Records contained in a dataset

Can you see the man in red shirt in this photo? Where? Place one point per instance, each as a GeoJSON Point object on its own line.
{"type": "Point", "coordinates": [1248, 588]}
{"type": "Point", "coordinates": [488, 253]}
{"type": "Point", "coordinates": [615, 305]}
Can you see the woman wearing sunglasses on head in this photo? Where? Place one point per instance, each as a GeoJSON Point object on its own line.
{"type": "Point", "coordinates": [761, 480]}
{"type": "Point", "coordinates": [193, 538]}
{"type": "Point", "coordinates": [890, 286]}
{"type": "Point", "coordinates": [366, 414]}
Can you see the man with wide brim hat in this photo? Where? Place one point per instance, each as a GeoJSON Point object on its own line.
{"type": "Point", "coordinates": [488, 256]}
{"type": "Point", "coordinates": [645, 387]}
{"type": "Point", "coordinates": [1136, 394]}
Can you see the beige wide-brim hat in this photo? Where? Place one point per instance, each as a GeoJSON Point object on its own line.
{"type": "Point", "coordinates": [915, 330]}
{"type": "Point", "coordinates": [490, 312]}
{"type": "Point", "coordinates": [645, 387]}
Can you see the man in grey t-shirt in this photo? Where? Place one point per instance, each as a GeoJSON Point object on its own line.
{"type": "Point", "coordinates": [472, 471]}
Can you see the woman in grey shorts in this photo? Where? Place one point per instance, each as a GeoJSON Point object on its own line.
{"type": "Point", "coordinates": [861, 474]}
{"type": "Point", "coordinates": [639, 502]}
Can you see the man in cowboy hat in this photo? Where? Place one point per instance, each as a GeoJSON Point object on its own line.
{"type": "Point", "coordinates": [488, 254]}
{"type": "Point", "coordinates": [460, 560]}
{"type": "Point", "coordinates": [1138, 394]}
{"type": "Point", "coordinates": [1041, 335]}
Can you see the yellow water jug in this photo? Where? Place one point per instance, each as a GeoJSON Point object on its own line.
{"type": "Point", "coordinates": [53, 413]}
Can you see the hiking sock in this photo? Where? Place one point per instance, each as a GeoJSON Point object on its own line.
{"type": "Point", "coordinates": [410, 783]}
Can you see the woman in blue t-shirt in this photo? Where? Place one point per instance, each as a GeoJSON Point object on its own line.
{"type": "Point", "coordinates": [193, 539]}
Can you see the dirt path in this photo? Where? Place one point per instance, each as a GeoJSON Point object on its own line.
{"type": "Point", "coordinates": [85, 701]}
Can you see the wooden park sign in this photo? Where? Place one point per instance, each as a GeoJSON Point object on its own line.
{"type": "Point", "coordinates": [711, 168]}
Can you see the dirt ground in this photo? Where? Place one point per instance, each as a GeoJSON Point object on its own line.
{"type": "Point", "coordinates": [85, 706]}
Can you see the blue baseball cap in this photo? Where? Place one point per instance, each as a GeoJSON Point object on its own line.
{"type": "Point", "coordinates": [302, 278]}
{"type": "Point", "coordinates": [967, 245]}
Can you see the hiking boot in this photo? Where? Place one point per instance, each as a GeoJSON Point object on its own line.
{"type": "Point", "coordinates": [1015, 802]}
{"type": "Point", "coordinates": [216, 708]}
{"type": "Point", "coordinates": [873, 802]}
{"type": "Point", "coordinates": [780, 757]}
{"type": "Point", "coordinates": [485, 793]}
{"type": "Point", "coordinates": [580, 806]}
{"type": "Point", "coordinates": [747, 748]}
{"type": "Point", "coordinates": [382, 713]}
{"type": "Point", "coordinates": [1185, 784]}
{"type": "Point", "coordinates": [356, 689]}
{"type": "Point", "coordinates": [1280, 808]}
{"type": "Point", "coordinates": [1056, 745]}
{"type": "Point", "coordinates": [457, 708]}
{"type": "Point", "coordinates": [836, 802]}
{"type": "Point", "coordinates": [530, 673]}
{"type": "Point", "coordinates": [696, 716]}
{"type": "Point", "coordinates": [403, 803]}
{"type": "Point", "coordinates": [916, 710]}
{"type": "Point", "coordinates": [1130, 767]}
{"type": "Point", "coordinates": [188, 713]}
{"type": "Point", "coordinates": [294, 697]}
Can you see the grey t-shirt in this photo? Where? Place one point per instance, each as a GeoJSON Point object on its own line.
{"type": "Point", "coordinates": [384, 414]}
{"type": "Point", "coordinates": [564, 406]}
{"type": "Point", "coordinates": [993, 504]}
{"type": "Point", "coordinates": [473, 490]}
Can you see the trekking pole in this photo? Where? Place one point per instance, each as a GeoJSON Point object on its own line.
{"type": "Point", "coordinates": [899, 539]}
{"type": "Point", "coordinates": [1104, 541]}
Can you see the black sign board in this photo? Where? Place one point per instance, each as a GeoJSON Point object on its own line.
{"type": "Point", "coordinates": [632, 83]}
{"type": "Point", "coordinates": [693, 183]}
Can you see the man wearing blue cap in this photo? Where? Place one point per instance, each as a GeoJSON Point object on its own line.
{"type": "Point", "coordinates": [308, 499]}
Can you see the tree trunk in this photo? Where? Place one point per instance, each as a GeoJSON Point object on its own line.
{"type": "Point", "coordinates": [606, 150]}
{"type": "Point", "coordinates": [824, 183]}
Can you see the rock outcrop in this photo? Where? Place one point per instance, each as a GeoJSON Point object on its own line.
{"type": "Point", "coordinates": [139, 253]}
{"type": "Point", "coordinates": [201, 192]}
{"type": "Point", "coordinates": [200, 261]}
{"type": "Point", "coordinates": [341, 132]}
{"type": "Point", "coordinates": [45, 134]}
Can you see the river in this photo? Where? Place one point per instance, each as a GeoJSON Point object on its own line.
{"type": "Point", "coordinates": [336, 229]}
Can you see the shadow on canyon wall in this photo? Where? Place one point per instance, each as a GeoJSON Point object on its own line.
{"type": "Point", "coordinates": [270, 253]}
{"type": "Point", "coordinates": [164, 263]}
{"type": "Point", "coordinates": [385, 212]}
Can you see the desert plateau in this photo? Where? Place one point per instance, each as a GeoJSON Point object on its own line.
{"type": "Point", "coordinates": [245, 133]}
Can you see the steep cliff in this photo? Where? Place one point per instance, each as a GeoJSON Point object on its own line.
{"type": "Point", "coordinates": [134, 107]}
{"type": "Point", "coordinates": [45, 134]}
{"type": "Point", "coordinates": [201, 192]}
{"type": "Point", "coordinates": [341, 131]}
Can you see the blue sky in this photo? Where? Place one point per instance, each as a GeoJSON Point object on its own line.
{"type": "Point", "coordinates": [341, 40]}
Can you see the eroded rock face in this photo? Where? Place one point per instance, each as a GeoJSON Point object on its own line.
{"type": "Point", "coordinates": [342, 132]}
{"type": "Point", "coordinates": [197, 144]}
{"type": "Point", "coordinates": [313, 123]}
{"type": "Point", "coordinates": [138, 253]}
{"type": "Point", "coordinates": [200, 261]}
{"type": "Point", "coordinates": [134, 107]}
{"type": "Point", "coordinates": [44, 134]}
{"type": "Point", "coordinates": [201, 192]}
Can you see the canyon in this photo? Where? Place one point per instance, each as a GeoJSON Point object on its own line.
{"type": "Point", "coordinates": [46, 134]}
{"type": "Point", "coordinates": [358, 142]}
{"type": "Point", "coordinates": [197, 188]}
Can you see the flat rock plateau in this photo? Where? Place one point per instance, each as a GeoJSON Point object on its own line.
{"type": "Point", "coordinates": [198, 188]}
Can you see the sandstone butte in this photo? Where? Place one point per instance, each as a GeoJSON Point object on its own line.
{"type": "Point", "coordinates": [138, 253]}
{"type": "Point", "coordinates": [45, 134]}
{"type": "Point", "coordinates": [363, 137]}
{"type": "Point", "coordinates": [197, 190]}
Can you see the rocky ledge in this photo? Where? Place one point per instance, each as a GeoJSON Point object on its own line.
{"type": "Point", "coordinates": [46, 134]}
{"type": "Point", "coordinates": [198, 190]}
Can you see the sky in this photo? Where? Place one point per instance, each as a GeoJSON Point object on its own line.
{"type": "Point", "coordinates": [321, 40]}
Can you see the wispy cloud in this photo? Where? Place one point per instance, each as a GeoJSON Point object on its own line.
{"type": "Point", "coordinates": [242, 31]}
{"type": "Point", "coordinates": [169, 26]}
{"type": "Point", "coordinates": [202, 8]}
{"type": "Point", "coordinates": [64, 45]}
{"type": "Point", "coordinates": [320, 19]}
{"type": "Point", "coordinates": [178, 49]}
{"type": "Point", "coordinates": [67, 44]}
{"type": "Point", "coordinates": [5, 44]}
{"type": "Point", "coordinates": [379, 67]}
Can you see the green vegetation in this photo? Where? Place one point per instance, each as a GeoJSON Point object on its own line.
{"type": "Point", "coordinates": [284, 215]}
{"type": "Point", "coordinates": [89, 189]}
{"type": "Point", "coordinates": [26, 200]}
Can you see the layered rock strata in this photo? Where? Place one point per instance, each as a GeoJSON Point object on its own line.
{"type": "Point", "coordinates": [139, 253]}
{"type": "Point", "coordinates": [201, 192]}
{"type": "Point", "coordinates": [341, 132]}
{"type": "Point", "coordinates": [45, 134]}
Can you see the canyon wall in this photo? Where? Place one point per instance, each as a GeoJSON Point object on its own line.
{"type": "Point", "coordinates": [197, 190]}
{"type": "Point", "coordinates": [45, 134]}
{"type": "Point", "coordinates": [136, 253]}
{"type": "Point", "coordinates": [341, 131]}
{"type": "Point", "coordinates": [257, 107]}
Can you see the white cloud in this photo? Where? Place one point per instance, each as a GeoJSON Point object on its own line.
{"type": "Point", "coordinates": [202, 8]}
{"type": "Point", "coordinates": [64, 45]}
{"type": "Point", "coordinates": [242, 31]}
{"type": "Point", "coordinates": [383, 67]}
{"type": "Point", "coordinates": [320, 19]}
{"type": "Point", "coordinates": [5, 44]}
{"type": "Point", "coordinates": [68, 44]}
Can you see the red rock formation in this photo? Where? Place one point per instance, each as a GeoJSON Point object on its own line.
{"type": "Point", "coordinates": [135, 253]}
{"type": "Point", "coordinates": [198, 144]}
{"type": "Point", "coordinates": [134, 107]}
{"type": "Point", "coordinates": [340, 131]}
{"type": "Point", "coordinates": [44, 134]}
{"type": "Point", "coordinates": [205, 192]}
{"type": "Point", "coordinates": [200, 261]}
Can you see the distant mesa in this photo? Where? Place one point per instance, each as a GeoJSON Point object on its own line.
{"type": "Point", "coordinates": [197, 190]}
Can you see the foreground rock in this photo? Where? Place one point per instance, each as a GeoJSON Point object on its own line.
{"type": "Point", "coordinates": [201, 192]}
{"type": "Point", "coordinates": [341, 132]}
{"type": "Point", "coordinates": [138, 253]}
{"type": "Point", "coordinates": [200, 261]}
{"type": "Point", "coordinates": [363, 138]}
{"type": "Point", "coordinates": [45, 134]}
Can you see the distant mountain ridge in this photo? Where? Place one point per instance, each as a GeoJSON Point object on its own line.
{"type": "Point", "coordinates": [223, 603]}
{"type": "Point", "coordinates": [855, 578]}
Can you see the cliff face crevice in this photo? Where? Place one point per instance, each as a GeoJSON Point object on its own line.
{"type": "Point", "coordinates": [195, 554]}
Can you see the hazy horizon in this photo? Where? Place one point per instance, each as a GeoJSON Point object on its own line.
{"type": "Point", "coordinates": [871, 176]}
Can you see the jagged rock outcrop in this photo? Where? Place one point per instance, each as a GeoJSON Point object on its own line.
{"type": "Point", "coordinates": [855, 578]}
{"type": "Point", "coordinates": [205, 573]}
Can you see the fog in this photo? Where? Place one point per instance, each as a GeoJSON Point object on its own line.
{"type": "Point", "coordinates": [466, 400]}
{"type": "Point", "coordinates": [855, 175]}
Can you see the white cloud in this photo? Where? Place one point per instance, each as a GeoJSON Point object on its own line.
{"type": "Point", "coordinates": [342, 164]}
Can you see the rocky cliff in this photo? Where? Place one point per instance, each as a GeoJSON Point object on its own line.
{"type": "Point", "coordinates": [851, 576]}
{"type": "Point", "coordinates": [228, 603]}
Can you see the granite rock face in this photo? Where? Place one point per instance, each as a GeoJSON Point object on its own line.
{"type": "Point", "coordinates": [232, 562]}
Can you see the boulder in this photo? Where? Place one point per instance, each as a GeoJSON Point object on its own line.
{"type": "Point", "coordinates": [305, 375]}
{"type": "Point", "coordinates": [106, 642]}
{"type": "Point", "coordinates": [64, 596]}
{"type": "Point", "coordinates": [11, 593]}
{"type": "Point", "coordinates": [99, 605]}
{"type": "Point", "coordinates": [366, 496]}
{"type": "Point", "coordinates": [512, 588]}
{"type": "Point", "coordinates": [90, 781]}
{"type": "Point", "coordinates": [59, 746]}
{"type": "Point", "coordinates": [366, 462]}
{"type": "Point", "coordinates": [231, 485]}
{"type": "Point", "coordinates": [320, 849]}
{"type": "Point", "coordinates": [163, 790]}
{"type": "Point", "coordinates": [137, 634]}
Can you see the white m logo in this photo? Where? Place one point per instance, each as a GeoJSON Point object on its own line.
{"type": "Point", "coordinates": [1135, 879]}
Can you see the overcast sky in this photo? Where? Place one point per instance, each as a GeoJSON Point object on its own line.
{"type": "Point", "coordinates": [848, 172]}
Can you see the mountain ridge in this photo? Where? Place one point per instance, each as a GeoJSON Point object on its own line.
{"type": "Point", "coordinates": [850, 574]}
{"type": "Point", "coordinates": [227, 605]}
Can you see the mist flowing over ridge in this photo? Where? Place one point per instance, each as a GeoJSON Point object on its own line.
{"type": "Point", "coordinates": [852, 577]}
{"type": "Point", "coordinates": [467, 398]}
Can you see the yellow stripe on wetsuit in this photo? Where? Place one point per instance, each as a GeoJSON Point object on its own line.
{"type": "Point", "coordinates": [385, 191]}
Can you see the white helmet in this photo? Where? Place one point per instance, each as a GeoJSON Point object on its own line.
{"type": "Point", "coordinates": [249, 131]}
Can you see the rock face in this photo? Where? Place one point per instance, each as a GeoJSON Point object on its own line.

◆ DESCRIPTION OF THE TASK ◆
Search the entries for the line holding "Can you see the mist". Return that line and the ones after it through the last, exactly.

◆ EXERCISE ANSWER ◆
Can you see the mist flowing over ridge in this photo? Where? Place one point per instance, each as a GeoJSON Point object on its own line.
{"type": "Point", "coordinates": [852, 577]}
{"type": "Point", "coordinates": [467, 398]}
Can you see the yellow stripe on wetsuit in this photo? Where? Place one point per instance, each as a GeoJSON Point object on its own line.
{"type": "Point", "coordinates": [385, 191]}
Can you see the white helmet in this photo? Where? Place one point per instance, each as a GeoJSON Point object on its own line.
{"type": "Point", "coordinates": [249, 131]}
Can you see the rock face in this photo? Where? Place one point per instance, each as a GeoJSON Point object on its own line.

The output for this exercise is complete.